■ **Текст для чтения**
-.-.-

Очевидно, что В. И. Любич-Романович с явной неприязнью относился к Николаю Гоголю. Менее суровыми по отношению к нему были другие воспитанники Нежинской гимназии, которые крутились вокруг своего товарища, как вокруг диковинного зверушки, пытаясь понять его. Диапазон их чувств по отношению к нему разнился от гадливого презрения и осторожности до приятельских отношений и полной симпатии. На самом же деле Николай Гоголь всем своим чахлым видом и замкнутостью сам оставлял мало поводов для поддержания с ним дружбы. Если же его просили рассказать о себе, то он всякий раз уклонялся от вопроса или же говорил неправду. Его собеседники порой с удивлением обнаруживали, что за историей, которую он им прежде рассказывал, кроется совсем иная истина. Все полагали, что тем самым он пытался напустить на себя ореол таинственности. Он чувствовал себя свободно только до той степени, в которой его существование было избавлено от других. Утаивая свои секреты от других, он и сам лишался побудительной энергии для своей жизни. Товарищи прозвали его между собой «таинственный карла». Он озадачивал их не только своей удаленностью, но и своей острой наблюдательностью и язвительными насмешками. Этот невзрачный блондин с продолговатым, заостренным носом и впалой грудью, как никто другой, мог выставить на посмешище и учителей и учеников. И не дай было Бог попасться ему на язык. Он с абсолютной точностью имитировал ужимки одних, наделял язвительными прозвищами других, сочинял сатирические эпиграммы на третьих. Надзиратель третьего отделения немец Зельднер, похожий на длинную жердь, с вытянутым вперед лицом и глуповатым выражением безжизненных глаз, как-то раз услышал из уст воспитанников четверостишие, сочиненное, без сомнения, Николаем Гоголем, в котором он сравнивал Зельднера с поросячьей мордой, поставленной на журавлиные ножки. Своего товарища Бороздина Николай Гоголь удостоил акростихом только из-за его привычки делать себе низкую стрижку волос. Он довел до слез одноклассника М. А. Риттера, изо дня в день с абсолютно серьезным видом повторяя ему одну и ту же фразу: «Знаешь, Риттер, давно я наблюдал за тобою и заметил, что у тебя не человечьи, а бычьи глаза».
15
Н. Гоголь – родителям, 6 сент. 1821 г. Письма, I, 11.
16
Длительное господство Польши на Украине, многочисленные контакты привели к проникновению в украинский язык некоторого количества искаженных польских слов.

-.-.-

Данные для привязки объектов по описанию на естественном языке
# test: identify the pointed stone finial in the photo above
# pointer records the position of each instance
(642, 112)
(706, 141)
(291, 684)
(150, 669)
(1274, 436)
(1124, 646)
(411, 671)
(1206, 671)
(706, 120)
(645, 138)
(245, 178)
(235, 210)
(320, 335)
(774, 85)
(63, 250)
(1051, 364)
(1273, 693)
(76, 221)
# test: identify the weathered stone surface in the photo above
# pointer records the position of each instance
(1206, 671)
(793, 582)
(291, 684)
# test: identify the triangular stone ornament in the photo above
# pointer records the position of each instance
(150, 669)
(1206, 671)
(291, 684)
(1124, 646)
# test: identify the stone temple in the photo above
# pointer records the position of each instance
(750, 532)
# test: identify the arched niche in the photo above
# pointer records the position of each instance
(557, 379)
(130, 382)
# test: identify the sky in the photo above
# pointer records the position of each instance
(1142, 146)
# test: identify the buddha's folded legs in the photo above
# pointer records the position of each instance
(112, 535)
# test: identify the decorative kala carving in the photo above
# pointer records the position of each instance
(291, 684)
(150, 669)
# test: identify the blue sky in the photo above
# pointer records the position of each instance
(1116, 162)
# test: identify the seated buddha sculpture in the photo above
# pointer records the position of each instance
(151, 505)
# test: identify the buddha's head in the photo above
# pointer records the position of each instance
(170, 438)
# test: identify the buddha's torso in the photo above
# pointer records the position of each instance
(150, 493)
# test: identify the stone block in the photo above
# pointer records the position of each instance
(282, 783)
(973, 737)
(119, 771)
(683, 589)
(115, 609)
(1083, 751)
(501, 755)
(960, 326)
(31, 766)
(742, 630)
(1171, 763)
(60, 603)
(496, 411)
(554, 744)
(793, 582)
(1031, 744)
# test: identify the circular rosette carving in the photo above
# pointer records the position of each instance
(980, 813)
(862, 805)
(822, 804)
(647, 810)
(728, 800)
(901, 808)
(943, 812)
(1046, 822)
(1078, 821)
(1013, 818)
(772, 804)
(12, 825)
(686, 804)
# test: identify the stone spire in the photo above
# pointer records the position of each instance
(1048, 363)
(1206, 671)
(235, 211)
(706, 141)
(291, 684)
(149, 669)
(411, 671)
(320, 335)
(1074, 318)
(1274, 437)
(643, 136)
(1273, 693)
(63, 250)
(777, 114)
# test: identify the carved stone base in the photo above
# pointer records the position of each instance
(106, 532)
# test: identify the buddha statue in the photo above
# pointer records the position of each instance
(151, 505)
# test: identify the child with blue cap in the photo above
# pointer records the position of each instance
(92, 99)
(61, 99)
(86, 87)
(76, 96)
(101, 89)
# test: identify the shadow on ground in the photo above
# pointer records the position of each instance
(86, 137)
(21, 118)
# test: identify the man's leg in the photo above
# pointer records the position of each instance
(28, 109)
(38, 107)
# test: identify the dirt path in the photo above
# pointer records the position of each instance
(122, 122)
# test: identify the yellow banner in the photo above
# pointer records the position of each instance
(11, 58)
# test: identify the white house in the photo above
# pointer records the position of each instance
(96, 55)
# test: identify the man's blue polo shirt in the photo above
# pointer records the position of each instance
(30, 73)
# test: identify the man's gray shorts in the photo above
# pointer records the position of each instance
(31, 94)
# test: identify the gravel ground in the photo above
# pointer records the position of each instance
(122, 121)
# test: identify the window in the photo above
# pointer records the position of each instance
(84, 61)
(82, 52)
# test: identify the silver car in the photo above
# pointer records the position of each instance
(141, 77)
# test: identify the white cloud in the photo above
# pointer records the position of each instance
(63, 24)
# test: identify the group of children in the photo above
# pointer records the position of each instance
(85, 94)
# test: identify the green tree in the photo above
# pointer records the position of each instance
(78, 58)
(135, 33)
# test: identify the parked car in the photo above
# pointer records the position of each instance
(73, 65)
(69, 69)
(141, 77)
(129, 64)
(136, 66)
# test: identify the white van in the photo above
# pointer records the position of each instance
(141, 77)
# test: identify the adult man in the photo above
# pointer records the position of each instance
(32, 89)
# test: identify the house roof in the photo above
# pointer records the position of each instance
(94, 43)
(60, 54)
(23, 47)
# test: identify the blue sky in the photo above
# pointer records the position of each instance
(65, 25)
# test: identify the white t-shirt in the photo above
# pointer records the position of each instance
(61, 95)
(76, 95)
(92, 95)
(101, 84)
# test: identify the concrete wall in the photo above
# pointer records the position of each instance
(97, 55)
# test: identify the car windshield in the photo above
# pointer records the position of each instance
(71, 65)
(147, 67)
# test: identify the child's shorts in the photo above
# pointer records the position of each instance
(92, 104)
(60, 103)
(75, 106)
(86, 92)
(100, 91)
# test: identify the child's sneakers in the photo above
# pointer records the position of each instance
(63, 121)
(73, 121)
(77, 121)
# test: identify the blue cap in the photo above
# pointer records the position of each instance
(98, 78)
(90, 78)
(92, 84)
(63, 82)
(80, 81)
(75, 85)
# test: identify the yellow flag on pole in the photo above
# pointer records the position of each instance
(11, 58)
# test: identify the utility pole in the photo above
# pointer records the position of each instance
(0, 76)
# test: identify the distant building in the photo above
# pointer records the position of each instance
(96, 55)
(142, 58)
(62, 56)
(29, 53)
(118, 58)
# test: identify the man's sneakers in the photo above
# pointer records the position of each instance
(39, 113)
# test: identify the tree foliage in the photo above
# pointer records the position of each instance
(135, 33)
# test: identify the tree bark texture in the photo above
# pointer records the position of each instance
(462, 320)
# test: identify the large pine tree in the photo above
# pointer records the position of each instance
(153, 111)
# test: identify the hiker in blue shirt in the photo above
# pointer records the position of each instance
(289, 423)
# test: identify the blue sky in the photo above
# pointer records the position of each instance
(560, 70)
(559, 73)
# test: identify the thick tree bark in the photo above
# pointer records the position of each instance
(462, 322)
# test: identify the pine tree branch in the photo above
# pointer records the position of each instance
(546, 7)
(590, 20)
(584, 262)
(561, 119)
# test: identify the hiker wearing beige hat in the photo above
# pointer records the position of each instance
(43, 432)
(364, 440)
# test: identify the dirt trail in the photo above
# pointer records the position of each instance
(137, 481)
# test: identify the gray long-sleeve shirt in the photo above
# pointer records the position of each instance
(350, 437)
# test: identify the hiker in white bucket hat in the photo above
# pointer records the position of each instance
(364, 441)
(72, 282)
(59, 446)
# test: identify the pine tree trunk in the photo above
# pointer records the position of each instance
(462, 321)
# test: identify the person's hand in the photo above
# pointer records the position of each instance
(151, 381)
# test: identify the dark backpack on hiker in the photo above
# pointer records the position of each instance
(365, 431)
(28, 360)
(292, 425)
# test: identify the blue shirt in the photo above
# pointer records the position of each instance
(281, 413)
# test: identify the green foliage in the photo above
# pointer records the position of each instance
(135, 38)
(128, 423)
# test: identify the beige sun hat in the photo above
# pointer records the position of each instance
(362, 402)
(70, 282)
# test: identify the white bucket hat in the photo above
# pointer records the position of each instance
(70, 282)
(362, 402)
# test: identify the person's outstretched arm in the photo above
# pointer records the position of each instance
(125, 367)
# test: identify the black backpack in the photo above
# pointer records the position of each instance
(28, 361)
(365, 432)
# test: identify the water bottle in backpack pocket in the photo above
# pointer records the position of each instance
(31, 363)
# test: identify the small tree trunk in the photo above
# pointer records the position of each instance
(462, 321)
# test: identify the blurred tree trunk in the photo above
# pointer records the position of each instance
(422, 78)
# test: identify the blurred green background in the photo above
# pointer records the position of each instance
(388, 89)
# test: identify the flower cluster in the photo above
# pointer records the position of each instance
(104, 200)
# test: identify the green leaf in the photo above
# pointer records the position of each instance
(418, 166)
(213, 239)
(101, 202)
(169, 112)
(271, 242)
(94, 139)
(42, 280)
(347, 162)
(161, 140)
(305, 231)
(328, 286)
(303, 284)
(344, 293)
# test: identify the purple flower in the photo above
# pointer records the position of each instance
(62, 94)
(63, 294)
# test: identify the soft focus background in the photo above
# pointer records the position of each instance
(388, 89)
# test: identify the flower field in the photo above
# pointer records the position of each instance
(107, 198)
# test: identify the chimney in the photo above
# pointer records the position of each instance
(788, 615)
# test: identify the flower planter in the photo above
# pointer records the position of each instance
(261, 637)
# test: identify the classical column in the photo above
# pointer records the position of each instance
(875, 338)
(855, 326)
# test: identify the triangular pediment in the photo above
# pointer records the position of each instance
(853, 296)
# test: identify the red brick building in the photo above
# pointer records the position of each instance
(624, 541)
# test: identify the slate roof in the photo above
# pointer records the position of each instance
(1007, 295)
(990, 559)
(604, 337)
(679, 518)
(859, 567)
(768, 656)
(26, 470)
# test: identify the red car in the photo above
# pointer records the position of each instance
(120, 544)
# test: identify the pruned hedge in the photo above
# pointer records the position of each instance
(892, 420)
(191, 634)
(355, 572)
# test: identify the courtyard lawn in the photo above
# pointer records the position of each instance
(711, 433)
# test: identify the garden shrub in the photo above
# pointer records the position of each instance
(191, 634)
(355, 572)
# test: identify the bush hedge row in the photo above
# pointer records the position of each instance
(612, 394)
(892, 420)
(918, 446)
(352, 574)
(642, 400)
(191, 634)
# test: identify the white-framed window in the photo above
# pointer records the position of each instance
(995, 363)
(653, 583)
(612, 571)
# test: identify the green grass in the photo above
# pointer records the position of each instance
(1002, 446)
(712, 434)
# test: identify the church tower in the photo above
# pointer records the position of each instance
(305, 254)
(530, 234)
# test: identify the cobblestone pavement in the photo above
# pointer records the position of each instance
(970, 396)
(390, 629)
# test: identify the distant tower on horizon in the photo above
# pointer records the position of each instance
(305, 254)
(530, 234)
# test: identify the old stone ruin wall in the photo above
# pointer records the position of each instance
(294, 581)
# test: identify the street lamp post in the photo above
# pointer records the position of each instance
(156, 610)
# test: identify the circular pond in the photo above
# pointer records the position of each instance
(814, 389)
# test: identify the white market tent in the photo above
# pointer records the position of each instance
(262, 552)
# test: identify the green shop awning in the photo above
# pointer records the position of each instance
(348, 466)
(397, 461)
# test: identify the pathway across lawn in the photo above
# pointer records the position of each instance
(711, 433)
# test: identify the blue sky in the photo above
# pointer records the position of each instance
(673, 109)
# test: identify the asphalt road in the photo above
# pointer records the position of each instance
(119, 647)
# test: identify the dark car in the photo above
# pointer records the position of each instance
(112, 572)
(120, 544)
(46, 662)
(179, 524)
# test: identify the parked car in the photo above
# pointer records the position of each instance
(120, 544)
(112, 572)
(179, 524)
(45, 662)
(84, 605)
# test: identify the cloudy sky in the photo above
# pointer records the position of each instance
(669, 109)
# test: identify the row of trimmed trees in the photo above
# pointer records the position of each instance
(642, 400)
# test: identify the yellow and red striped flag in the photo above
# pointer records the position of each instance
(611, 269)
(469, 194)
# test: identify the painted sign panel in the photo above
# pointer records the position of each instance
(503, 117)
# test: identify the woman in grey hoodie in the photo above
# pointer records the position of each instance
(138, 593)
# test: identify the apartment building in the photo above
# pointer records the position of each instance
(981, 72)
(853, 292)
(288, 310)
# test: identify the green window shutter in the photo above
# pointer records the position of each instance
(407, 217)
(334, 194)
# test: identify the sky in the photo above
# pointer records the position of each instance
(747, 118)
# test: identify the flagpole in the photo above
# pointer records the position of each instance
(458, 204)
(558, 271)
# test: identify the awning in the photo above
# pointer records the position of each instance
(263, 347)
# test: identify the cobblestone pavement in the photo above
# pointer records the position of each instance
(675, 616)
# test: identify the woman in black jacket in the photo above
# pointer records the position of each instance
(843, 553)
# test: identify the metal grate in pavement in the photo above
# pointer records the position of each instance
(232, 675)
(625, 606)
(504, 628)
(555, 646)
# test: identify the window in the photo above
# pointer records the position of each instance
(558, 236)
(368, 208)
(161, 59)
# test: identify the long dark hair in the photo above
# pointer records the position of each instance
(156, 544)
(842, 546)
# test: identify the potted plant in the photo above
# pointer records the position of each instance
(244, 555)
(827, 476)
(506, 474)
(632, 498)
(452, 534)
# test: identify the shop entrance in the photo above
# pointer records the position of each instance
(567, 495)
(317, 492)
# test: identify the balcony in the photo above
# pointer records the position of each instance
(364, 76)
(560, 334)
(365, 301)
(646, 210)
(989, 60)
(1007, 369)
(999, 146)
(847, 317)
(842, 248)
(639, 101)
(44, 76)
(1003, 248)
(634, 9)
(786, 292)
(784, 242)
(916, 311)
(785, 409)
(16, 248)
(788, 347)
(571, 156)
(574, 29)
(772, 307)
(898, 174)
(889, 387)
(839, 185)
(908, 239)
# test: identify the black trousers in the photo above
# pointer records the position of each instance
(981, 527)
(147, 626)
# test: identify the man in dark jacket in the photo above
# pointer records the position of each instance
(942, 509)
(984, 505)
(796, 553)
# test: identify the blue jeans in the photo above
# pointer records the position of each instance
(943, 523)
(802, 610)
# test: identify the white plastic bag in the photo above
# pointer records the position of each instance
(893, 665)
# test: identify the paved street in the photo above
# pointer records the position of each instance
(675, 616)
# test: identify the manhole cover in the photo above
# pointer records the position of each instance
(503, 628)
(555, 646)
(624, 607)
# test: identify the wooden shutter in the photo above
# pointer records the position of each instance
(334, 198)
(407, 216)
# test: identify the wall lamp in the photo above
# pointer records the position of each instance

-.-.-

Кого из тех, над кем насмехался Гоголь, текст о Нежинской гимназии называет по фамилии? Перечислите всех.

■ **Ваш ответ**
Зельднер, Бороздин, М. А. Риттер